§ TEXTE À LIRE:
On connaît tous l’histoire du Titanic. Lorsqu’il commence à prendre l’eau et à couler, l’ensemble des passagers sautent par-dessus bord pour sauver leur peau. Ceux qui ne peuvent quitter le navire sont voués à une mort certaine. Lorsqu’on revoit les images des migrants haïtiens sur les rives du Rio Grande faisant l’impossible pour tenter d’entrer sur le territoire américain après des semaines, voire des mois d’errance, on se dit qu’Haïti est un peu devenu comme le Titanic, sauf que le bateau Haïtien n’a pas de vrai capitaine, et à son bord, ils ne sont pas des centaines, mais des millions de passagers qui risquent la noyade si rien n’est fait pour les sauver. La comparaison est certes caricaturale, mais on en est là!

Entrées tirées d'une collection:
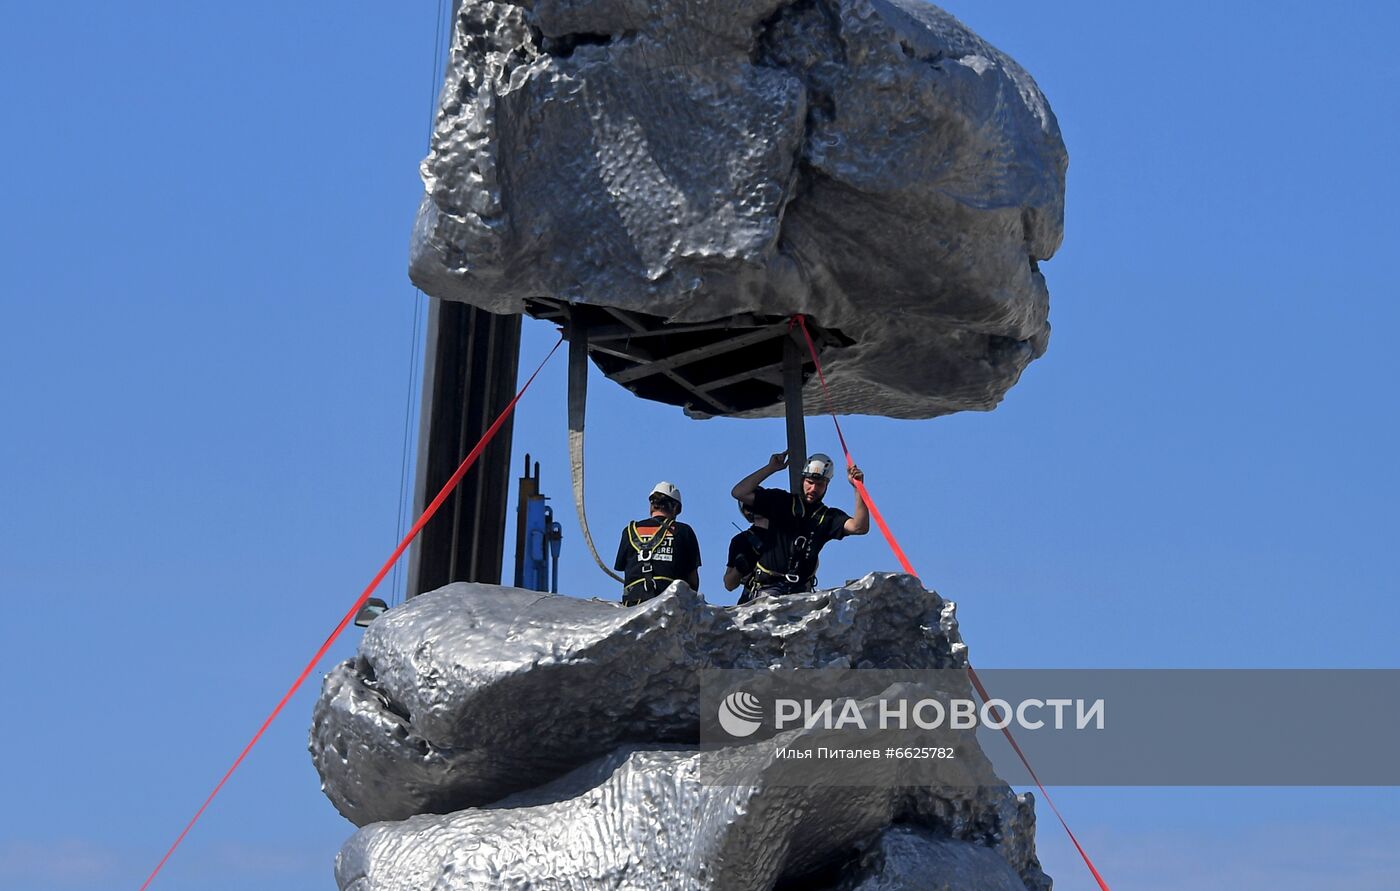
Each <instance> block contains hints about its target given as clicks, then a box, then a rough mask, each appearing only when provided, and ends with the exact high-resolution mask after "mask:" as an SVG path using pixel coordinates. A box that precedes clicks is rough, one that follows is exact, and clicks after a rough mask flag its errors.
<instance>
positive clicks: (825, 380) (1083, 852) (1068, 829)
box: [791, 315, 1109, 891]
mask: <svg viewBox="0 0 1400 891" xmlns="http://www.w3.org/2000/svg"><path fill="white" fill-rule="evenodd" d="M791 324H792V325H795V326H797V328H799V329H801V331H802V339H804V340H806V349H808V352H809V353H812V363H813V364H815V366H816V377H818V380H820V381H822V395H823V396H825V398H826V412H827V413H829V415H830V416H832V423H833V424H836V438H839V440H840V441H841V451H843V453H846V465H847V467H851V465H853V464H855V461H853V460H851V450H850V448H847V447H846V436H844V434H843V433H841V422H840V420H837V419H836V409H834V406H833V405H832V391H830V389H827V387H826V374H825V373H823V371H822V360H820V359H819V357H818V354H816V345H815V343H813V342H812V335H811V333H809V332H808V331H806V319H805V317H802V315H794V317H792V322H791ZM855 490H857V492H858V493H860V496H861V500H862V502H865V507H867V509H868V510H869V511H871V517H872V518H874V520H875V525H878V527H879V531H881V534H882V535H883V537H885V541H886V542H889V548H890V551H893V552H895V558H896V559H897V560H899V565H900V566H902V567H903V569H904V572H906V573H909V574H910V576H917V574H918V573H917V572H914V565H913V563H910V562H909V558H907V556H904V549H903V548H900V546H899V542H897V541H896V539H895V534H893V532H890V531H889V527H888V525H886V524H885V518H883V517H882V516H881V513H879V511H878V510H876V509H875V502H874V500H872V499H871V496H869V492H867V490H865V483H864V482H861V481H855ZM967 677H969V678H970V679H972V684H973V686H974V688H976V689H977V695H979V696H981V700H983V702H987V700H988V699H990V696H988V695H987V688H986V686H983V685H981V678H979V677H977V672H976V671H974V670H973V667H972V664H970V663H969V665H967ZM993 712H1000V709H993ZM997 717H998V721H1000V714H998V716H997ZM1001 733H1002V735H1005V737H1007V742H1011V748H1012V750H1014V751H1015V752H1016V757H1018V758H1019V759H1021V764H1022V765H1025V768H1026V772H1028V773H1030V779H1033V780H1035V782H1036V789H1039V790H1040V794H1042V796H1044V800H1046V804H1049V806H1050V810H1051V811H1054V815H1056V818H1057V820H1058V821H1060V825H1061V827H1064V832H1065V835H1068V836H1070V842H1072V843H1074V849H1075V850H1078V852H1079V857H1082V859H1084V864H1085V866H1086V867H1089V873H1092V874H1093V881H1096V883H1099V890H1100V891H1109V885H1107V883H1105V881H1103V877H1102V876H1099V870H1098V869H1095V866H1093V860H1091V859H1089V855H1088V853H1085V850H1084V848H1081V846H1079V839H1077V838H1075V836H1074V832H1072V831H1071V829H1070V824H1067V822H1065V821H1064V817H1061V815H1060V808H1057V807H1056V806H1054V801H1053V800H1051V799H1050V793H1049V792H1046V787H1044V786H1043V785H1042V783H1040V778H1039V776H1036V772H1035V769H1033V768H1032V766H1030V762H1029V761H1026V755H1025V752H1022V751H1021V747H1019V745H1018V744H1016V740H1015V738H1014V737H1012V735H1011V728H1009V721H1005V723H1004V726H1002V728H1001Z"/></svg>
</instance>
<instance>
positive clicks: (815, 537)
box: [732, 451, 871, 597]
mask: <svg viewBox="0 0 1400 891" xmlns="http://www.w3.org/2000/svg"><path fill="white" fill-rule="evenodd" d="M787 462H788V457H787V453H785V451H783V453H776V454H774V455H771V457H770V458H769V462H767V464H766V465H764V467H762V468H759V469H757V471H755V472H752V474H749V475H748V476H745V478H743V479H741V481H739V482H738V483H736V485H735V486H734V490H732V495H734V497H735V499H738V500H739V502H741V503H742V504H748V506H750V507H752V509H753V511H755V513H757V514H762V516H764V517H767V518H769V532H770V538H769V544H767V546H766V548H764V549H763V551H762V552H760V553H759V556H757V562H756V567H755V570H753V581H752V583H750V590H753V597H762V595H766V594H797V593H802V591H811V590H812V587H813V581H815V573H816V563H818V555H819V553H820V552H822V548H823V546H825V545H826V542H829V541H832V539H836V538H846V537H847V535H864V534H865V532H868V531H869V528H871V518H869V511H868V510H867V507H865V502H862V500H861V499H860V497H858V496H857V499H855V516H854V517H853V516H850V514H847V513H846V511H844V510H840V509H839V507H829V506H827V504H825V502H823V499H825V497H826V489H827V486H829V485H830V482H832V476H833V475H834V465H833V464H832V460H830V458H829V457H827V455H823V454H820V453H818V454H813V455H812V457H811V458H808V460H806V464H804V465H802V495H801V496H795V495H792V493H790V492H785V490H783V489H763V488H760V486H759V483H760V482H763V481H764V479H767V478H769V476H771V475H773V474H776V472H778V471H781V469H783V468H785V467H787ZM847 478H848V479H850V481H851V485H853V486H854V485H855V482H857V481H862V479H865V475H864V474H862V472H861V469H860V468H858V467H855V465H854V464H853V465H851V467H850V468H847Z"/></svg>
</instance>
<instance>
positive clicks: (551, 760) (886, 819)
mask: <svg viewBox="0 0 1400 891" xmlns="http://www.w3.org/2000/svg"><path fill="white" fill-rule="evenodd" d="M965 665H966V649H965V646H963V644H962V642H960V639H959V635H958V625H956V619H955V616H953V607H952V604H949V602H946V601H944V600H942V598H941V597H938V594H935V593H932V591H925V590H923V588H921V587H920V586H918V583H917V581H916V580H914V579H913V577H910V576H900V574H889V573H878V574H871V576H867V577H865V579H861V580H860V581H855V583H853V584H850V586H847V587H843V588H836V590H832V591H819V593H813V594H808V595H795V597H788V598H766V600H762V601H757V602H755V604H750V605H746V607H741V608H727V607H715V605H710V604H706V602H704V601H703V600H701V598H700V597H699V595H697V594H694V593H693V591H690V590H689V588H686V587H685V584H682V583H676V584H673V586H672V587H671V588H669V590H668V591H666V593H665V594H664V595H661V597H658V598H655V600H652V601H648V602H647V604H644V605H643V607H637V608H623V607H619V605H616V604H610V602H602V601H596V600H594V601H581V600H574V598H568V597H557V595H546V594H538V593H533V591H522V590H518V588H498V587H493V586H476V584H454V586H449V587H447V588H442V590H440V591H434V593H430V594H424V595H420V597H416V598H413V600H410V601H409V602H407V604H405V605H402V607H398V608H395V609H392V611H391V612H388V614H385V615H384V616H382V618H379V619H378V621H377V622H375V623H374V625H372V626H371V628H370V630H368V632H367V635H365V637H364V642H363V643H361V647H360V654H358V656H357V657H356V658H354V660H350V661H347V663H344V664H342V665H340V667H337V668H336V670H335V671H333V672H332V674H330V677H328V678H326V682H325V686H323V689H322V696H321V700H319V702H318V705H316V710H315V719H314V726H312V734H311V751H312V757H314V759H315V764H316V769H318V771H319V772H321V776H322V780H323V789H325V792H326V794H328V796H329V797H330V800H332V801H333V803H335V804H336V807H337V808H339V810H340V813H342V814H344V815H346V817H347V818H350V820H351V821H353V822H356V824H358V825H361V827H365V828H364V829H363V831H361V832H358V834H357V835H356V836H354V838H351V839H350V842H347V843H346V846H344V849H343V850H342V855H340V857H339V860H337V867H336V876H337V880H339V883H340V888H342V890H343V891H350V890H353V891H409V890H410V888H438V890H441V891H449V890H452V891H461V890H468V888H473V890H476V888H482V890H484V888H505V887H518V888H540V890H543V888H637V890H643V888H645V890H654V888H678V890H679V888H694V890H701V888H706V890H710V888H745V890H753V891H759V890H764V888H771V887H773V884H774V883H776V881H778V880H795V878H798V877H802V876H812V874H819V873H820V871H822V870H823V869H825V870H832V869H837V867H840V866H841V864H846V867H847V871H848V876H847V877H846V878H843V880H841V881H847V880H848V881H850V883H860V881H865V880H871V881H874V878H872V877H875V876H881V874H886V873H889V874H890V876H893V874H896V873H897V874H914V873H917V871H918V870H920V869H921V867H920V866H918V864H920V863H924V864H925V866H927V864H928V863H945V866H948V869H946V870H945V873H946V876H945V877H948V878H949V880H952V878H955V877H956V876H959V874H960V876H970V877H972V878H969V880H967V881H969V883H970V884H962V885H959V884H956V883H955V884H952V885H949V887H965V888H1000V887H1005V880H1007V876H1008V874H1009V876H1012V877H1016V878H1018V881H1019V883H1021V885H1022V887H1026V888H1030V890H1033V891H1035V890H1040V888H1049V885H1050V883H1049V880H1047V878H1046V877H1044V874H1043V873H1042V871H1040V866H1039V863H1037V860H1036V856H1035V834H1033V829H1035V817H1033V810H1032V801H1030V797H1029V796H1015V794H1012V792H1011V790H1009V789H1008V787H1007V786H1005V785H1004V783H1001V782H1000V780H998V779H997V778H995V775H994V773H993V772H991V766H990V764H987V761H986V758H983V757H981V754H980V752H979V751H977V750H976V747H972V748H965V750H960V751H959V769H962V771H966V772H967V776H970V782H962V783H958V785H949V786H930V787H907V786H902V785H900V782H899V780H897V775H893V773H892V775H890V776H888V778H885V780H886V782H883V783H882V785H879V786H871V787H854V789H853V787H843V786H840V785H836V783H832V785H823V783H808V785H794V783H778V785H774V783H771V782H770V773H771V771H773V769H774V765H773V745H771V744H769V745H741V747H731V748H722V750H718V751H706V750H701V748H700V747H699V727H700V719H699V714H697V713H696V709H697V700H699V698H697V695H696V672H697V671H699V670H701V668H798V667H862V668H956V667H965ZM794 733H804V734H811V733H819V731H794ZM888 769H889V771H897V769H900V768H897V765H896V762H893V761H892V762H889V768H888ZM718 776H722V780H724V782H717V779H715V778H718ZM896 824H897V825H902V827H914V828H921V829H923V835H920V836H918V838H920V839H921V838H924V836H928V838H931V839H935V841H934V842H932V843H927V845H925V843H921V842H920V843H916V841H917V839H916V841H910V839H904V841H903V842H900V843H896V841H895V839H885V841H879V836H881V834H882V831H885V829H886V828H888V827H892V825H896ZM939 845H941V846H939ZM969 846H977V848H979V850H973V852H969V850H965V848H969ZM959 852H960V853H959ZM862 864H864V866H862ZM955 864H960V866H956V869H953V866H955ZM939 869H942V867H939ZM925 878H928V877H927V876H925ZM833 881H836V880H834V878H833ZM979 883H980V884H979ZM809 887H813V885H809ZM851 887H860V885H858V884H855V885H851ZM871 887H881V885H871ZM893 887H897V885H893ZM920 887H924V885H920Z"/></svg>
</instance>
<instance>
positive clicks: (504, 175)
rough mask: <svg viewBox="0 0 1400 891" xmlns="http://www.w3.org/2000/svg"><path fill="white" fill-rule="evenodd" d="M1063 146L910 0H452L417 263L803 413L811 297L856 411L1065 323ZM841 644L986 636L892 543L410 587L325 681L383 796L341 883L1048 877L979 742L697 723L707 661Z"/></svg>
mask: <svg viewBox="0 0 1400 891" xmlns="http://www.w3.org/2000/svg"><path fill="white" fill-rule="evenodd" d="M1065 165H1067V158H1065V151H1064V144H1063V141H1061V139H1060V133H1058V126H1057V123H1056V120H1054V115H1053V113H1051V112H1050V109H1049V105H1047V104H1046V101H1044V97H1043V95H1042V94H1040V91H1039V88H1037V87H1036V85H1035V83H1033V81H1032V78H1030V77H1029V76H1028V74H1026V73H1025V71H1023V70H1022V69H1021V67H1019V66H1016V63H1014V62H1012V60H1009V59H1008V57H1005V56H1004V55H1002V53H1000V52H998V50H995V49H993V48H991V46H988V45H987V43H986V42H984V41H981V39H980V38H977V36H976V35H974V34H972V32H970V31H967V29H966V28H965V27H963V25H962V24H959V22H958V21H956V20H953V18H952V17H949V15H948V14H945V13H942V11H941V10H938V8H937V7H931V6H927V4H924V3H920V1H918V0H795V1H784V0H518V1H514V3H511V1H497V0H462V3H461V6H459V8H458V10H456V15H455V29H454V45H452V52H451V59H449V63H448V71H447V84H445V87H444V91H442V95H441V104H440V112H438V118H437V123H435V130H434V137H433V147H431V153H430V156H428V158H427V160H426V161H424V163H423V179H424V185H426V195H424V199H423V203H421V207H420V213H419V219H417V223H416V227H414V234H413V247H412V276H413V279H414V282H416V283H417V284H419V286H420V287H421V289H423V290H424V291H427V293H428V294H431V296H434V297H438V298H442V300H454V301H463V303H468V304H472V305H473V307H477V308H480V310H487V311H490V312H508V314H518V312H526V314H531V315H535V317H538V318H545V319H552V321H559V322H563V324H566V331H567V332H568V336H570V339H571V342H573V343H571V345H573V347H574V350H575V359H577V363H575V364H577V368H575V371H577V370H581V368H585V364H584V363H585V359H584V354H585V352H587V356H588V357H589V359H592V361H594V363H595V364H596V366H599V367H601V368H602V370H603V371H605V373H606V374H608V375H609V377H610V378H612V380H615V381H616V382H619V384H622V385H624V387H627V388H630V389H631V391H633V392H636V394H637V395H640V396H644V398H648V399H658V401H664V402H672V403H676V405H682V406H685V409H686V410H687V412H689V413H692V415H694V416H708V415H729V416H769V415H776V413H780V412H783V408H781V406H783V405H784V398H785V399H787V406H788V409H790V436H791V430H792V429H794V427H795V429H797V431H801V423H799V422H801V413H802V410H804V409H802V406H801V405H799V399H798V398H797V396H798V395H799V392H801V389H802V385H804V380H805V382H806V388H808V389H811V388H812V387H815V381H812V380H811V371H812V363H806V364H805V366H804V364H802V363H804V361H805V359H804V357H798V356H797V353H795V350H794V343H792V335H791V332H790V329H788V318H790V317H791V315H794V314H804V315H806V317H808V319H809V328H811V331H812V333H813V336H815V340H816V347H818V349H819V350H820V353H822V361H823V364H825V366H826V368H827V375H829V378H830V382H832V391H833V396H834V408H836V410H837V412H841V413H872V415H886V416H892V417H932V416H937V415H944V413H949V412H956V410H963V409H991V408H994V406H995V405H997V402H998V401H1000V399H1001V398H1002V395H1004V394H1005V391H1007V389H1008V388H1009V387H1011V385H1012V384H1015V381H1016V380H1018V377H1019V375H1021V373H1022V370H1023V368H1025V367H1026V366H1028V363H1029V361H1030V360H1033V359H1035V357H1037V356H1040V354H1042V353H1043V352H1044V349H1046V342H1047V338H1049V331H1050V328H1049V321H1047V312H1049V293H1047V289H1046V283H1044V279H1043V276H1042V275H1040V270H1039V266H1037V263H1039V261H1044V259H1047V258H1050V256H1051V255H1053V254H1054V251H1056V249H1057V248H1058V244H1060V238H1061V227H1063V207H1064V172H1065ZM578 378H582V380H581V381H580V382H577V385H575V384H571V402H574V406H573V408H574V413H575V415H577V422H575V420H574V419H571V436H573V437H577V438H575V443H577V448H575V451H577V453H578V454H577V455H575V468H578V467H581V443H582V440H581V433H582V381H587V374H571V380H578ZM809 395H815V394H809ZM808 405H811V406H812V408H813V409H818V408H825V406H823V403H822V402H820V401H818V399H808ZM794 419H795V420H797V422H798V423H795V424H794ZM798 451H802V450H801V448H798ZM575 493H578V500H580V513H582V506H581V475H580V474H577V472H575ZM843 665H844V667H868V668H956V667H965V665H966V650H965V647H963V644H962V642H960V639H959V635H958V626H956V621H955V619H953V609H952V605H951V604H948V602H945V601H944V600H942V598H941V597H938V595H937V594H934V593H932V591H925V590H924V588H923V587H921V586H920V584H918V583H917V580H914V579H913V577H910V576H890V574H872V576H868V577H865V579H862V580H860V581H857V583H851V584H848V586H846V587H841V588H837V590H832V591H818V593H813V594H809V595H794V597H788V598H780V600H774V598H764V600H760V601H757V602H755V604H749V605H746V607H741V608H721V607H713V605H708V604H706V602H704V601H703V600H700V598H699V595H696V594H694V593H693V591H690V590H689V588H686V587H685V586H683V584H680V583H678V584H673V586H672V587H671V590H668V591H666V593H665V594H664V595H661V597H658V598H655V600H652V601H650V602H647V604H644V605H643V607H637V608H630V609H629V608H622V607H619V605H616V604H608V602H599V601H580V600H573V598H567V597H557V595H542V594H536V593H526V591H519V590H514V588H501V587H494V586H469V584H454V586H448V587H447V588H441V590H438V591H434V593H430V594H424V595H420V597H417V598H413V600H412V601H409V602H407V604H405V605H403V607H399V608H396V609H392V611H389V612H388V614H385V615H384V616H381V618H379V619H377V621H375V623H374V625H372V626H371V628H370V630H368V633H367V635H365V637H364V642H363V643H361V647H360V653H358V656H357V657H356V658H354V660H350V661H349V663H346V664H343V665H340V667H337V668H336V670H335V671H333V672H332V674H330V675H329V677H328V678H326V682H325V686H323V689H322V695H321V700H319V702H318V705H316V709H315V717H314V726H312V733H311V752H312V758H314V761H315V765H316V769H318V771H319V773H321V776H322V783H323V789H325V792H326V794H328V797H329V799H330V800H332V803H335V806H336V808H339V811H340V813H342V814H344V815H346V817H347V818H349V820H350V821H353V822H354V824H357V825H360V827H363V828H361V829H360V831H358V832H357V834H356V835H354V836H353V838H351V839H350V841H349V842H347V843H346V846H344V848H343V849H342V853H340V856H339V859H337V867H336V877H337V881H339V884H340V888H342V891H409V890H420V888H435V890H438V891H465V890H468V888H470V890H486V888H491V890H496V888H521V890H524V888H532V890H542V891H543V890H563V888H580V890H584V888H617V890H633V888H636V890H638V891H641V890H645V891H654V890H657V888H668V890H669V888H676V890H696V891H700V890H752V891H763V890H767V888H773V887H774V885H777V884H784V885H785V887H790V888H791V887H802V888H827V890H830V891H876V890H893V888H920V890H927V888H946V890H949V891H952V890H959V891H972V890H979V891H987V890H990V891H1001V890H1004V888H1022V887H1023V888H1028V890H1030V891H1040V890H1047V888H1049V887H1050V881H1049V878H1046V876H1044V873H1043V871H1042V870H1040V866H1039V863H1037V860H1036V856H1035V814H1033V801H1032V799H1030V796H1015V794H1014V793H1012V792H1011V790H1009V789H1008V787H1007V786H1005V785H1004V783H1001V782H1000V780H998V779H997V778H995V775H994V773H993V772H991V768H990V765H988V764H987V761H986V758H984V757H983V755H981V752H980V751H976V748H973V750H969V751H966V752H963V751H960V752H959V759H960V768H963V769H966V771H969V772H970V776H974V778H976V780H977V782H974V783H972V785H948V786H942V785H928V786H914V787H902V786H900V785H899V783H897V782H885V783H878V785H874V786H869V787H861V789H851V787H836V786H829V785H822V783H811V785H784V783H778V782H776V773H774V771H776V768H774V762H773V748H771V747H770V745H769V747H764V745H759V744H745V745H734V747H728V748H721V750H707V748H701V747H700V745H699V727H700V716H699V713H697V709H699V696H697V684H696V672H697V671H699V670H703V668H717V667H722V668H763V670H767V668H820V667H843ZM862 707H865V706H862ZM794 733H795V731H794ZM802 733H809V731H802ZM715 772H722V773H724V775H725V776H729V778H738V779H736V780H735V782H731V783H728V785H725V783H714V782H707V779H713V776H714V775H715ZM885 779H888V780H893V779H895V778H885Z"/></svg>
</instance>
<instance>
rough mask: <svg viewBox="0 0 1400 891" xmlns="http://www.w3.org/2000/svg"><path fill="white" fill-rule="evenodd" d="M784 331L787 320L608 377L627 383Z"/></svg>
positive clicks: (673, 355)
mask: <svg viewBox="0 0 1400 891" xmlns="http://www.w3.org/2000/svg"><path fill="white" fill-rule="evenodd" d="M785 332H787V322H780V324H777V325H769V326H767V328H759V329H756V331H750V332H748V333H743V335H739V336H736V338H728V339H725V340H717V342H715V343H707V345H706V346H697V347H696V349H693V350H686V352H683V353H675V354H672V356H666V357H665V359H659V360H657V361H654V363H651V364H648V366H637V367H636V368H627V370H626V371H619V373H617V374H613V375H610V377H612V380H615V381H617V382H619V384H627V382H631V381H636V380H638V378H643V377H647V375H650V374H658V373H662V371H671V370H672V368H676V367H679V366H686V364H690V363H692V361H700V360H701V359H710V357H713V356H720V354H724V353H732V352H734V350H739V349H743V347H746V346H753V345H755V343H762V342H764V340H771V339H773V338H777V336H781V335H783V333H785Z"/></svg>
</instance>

§ PROBLÈMES À RÉSOUDRE:
**1.** Répondez à ces questions sur le texte :
(a) Que font les passagers du Titanic lorsque le navire commence à couler ?
(b) Sur les rives de quel fleuve voit-on les migrants haïtiens dans les images évoquées ?
(c) Qu'est-ce qui manque au bateau haïtien ?
**2.** Repérez toutes les lignes des entrées qui contiennent la chaîne "clicks", puis recopiez-les.
Le texte et les entrées n'ont aucun lien entre eux.

§ CORRIGÉ DE L'EXERCICE:
**1.**
(a) Ils sautent par-dessus bord pour sauver leur peau.
(b) Le Rio Grande.
(c) Un vrai capitaine.

**2.**
Each <instance> block contains hints about its target given as clicks, then a box, then a rough mask, each appearing only when provided, and ends with the exact high-resolution mask after "mask:" as an SVG path using pixel coordinates. A box that precedes clicks is rough, one that follows is exact, and clicks after a rough mask flag its errors.
positive clicks: (825, 380) (1083, 852) (1068, 829)
positive clicks: (815, 537)
positive clicks: (551, 760) (886, 819)
positive clicks: (504, 175)
positive clicks: (673, 355)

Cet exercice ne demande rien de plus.